ACTION ITEM = An exact transcription of each entry below is required, without any pictures.
Top of INPUT
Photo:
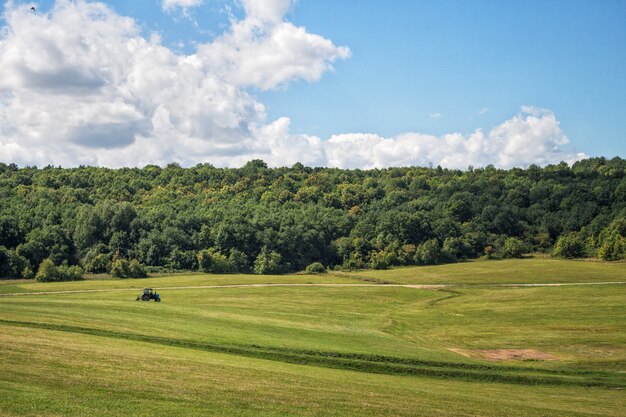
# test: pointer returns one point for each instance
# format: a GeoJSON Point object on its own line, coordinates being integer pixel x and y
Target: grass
{"type": "Point", "coordinates": [509, 271]}
{"type": "Point", "coordinates": [323, 351]}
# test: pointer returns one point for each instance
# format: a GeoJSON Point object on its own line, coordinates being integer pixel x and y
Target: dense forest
{"type": "Point", "coordinates": [272, 220]}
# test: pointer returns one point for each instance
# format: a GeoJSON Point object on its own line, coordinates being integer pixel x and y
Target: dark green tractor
{"type": "Point", "coordinates": [149, 294]}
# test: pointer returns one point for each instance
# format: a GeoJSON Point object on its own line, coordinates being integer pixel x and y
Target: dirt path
{"type": "Point", "coordinates": [413, 286]}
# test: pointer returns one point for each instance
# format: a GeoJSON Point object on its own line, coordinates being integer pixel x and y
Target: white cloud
{"type": "Point", "coordinates": [182, 4]}
{"type": "Point", "coordinates": [531, 136]}
{"type": "Point", "coordinates": [265, 52]}
{"type": "Point", "coordinates": [81, 85]}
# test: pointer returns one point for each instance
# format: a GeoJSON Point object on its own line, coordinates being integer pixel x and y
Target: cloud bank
{"type": "Point", "coordinates": [81, 85]}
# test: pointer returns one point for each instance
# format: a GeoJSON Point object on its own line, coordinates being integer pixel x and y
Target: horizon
{"type": "Point", "coordinates": [225, 82]}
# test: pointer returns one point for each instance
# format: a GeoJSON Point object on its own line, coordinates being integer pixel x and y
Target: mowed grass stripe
{"type": "Point", "coordinates": [364, 363]}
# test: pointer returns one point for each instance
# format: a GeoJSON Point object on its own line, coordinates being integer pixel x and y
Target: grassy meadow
{"type": "Point", "coordinates": [318, 350]}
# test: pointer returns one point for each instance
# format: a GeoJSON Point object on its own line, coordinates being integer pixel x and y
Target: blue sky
{"type": "Point", "coordinates": [434, 67]}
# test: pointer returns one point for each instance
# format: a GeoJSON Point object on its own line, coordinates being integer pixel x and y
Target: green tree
{"type": "Point", "coordinates": [513, 248]}
{"type": "Point", "coordinates": [569, 246]}
{"type": "Point", "coordinates": [268, 262]}
{"type": "Point", "coordinates": [316, 268]}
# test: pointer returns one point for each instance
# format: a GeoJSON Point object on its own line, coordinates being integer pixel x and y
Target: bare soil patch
{"type": "Point", "coordinates": [505, 354]}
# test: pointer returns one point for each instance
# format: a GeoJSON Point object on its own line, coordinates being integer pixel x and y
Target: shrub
{"type": "Point", "coordinates": [513, 248]}
{"type": "Point", "coordinates": [136, 270]}
{"type": "Point", "coordinates": [569, 246]}
{"type": "Point", "coordinates": [210, 260]}
{"type": "Point", "coordinates": [354, 261]}
{"type": "Point", "coordinates": [428, 253]}
{"type": "Point", "coordinates": [381, 259]}
{"type": "Point", "coordinates": [238, 261]}
{"type": "Point", "coordinates": [121, 268]}
{"type": "Point", "coordinates": [315, 268]}
{"type": "Point", "coordinates": [49, 272]}
{"type": "Point", "coordinates": [12, 265]}
{"type": "Point", "coordinates": [268, 262]}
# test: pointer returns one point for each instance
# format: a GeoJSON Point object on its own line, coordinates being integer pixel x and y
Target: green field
{"type": "Point", "coordinates": [320, 350]}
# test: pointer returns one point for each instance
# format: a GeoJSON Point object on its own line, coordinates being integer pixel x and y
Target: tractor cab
{"type": "Point", "coordinates": [149, 294]}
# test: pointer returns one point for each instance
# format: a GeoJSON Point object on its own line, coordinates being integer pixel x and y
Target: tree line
{"type": "Point", "coordinates": [276, 220]}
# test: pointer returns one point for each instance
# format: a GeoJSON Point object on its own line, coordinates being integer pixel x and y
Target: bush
{"type": "Point", "coordinates": [569, 246]}
{"type": "Point", "coordinates": [513, 248]}
{"type": "Point", "coordinates": [380, 259]}
{"type": "Point", "coordinates": [211, 260]}
{"type": "Point", "coordinates": [238, 261]}
{"type": "Point", "coordinates": [316, 268]}
{"type": "Point", "coordinates": [136, 270]}
{"type": "Point", "coordinates": [12, 265]}
{"type": "Point", "coordinates": [268, 262]}
{"type": "Point", "coordinates": [428, 253]}
{"type": "Point", "coordinates": [121, 268]}
{"type": "Point", "coordinates": [49, 272]}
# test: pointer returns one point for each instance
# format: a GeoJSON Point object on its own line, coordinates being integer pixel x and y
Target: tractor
{"type": "Point", "coordinates": [149, 294]}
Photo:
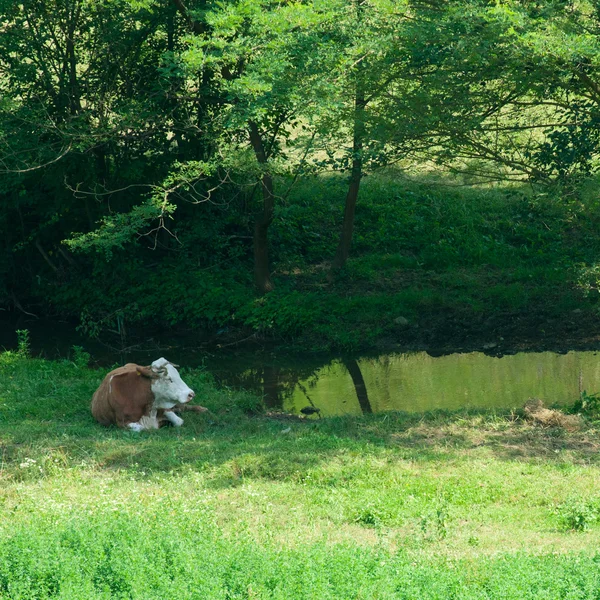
Bottom of INPUT
SOLUTION FOR THIS PROBLEM =
Photo:
# test: pointer returns one point for each instance
# format: a GeoJSON Point object on its own line, coordinates being integer pixel x and y
Target: grass
{"type": "Point", "coordinates": [509, 271]}
{"type": "Point", "coordinates": [323, 351]}
# test: pointer returns one point for each instance
# format: a GeoJSON Point object on its own line, coordinates being integer pixel x and y
Target: dense forest
{"type": "Point", "coordinates": [272, 220]}
# test: pointer returns one point for each instance
# format: a GeoJSON Point object on its own line, coordinates being integer pixel x and y
Target: dark green tractor
{"type": "Point", "coordinates": [149, 294]}
# test: pointer returns one point for each instance
# format: a GeoJSON Point object on its own line, coordinates being integer pixel x and y
Target: dirt path
{"type": "Point", "coordinates": [413, 286]}
# test: pointer returns one point for each instance
# format: a GeoJSON Point object on its own line, coordinates being integer pixel x and y
Target: white cloud
{"type": "Point", "coordinates": [182, 4]}
{"type": "Point", "coordinates": [531, 136]}
{"type": "Point", "coordinates": [265, 52]}
{"type": "Point", "coordinates": [81, 85]}
# test: pointer returns one point for each instance
# format: a GeoJSON Point object on its own line, coordinates being integer pixel x and y
Target: cloud bank
{"type": "Point", "coordinates": [81, 85]}
# test: pointer returns one point for each instance
# format: a GeoJSON Point object on its own line, coordinates being integer pixel x and y
Target: horizon
{"type": "Point", "coordinates": [225, 82]}
# test: pointer returns one point for each instance
# format: a GeoJSON Point object on its own line, coordinates being integer pixel x and y
Target: mowed grass stripe
{"type": "Point", "coordinates": [364, 363]}
# test: pointer returns one point for each instance
# format: a GeoJSON Point object on its own line, coordinates being integer pixel x and y
Target: grassy meadow
{"type": "Point", "coordinates": [318, 350]}
# test: pointer returns one point for each instance
# format: a GeoJSON Point object on its own line, coordinates being integer pixel x and y
Target: blue sky
{"type": "Point", "coordinates": [434, 67]}
# test: pointer returns one point for each instance
# format: a GeoJSON Point object on its own line, coordinates being integer pixel x and y
Target: green tree
{"type": "Point", "coordinates": [513, 248]}
{"type": "Point", "coordinates": [569, 246]}
{"type": "Point", "coordinates": [268, 262]}
{"type": "Point", "coordinates": [316, 268]}
# test: pointer returns one point for each instance
# format: a GeoJSON Point object on its own line, coordinates being integer pixel x and y
Target: bare soil patch
{"type": "Point", "coordinates": [505, 354]}
# test: pointer returns one point for each instance
# format: a GeoJSON Point object on its own line, coordinates being integer pixel x and y
Target: shrub
{"type": "Point", "coordinates": [513, 248]}
{"type": "Point", "coordinates": [136, 270]}
{"type": "Point", "coordinates": [569, 246]}
{"type": "Point", "coordinates": [210, 260]}
{"type": "Point", "coordinates": [354, 261]}
{"type": "Point", "coordinates": [428, 253]}
{"type": "Point", "coordinates": [381, 259]}
{"type": "Point", "coordinates": [238, 261]}
{"type": "Point", "coordinates": [121, 268]}
{"type": "Point", "coordinates": [315, 268]}
{"type": "Point", "coordinates": [49, 272]}
{"type": "Point", "coordinates": [12, 265]}
{"type": "Point", "coordinates": [268, 262]}
# test: pointer returns one point for each instance
# format: a GeoJSON Point object on its own line, coordinates being integer pixel x and y
Target: green field
{"type": "Point", "coordinates": [320, 350]}
# test: pointer returns one point for each instance
# format: a GeoJSON Point object on its own line, coordinates being integer pixel x and y
Target: tractor cab
{"type": "Point", "coordinates": [149, 294]}
# test: pointer returns one point for each instance
# format: a GeoJSON Point object on its own line, coordinates being integer pixel x and y
Target: tree line
{"type": "Point", "coordinates": [276, 220]}
# test: pointer returns one point for each instance
# format: a GeoJSON Point object on its own line, coordinates being integer pixel x and y
Target: bush
{"type": "Point", "coordinates": [569, 246]}
{"type": "Point", "coordinates": [513, 248]}
{"type": "Point", "coordinates": [380, 259]}
{"type": "Point", "coordinates": [211, 260]}
{"type": "Point", "coordinates": [238, 261]}
{"type": "Point", "coordinates": [316, 268]}
{"type": "Point", "coordinates": [136, 270]}
{"type": "Point", "coordinates": [12, 265]}
{"type": "Point", "coordinates": [268, 262]}
{"type": "Point", "coordinates": [428, 253]}
{"type": "Point", "coordinates": [121, 268]}
{"type": "Point", "coordinates": [49, 272]}
# test: pointer returns one point for each instance
# format: a GeoJSON Point object on its own line, coordinates being integer pixel x and y
Target: tractor
{"type": "Point", "coordinates": [149, 294]}
Photo:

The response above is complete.